Des services par et pour les Inuits, recommande le rapport final de l’enquête sur les violences contre les femmes autochtones

La commissaire en chef de la Commission, Marion Buller, a rendu public, lundi, le rapport final de l’Enquête nationale sur les femmes et les filles autochtones disparues et assassinées (ENFFADA), dans lequel figurent 46 recommandations destinées spécifiquement aux Inuits. (Adrian Wyld/La Presse canadienne)
Le droit à l’autodétermination, l’embauche de personnel inuit, la protection de la langue et la mise en valeur du savoir inuit figurent parmi les recommandations spécifiques aux Inuits qui ont été rendues publiques dans le rapport de la commission d’Enquête nationale sur les femmes et les filles autochtones disparues et assassinées (ENFFADA).

« Toutes les mesures doivent être dirigées par les Inuits et ancrées dans les lois, la culture, la langue, les traditions et les valeurs sociétales des Inuits, peut-on lire dans le rapport, rendu public lundi. Pour que les efforts de mise en œuvre portent des fruits, il faut reconnaître et respecter le savoir, la sagesse et l’expertise des Inuits. »

Le rapport de 1192 pages, scindé en deux volumes, est le fruit de près de deux ans d’audiences publiques durant lesquelles plus de 2380 personnes ont été interrogées aux quatre coins du pays.

Selon le document, le nombre élevé de meurtres et de disparitions de filles, de femmes et de personnes 2ELGBTQQIA [NDLR : bispirituel, lesbienne, gai, bisexuel, transgenre, queer, en questionnement, intersexe et asexuel] autochtones résulte d’un « génocide culturel », une notion qui prédomine dans l’ensemble du rapport.

Les 231 « appels à la justice » qui font office de recommandations, et dont 46 concernent spécifiquement les Inuits, touchent à la fois la culture, la santé, la sécurité et la justice.

....

__Exercices à faire__.
1 – Énumérez les domaines que touchent, selon l'extrait, les 231 « appels à la justice ».
2 – Recopiez, s'il vous plaît, le passage de l'extrait allant de « Le rapport de 1192 » jusqu'à « coins du pays. ».

__Matériel__.
....

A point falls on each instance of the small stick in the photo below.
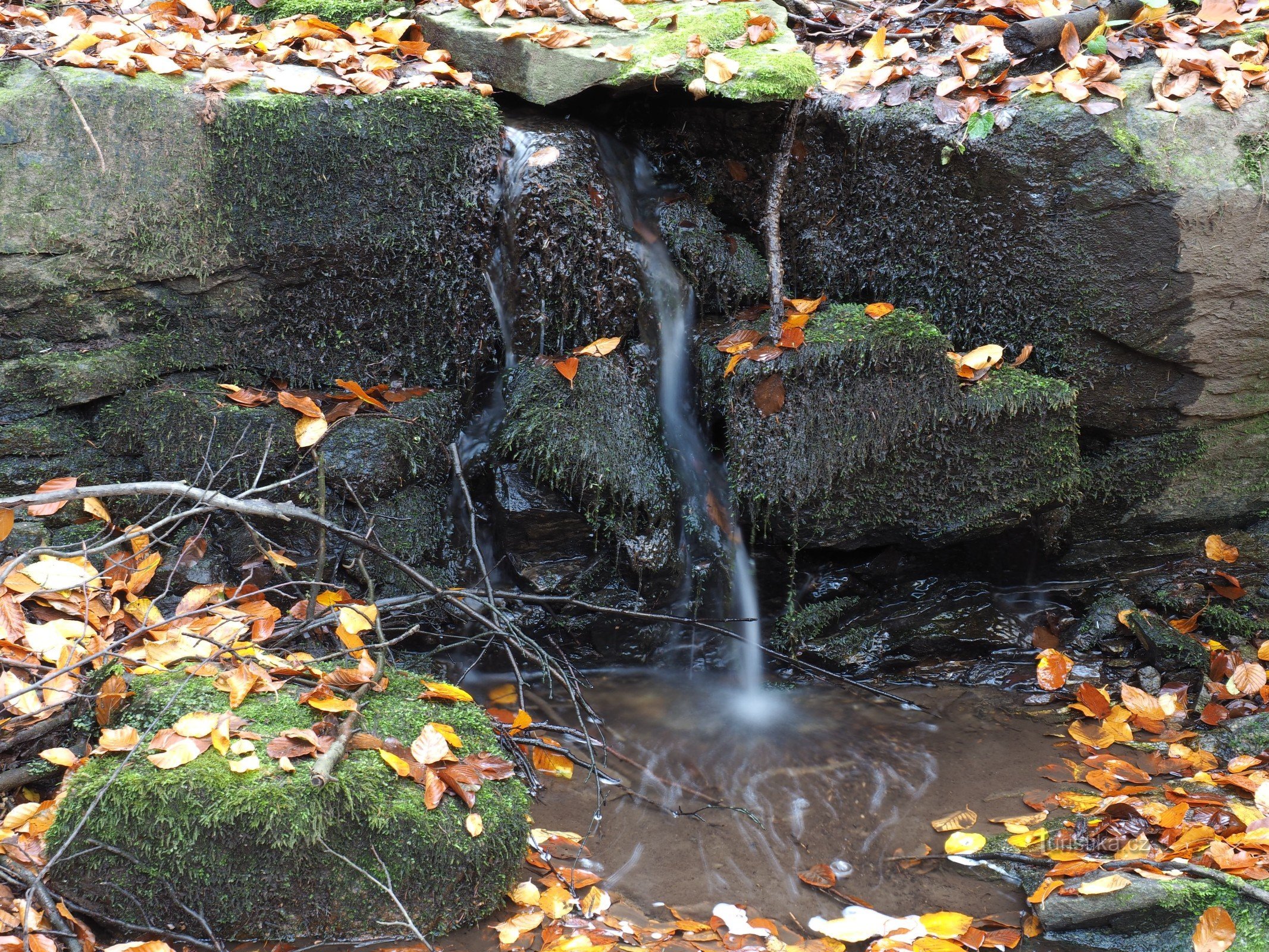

....

__Réponses par exercice__.
1 – La culture, la santé, la sécurité et la justice.

2 –
Le rapport de 1192 pages, scindé en deux volumes, est le fruit de près de deux ans d’audiences publiques durant lesquelles plus de 2380 personnes ont été interrogées aux quatre coins du pays.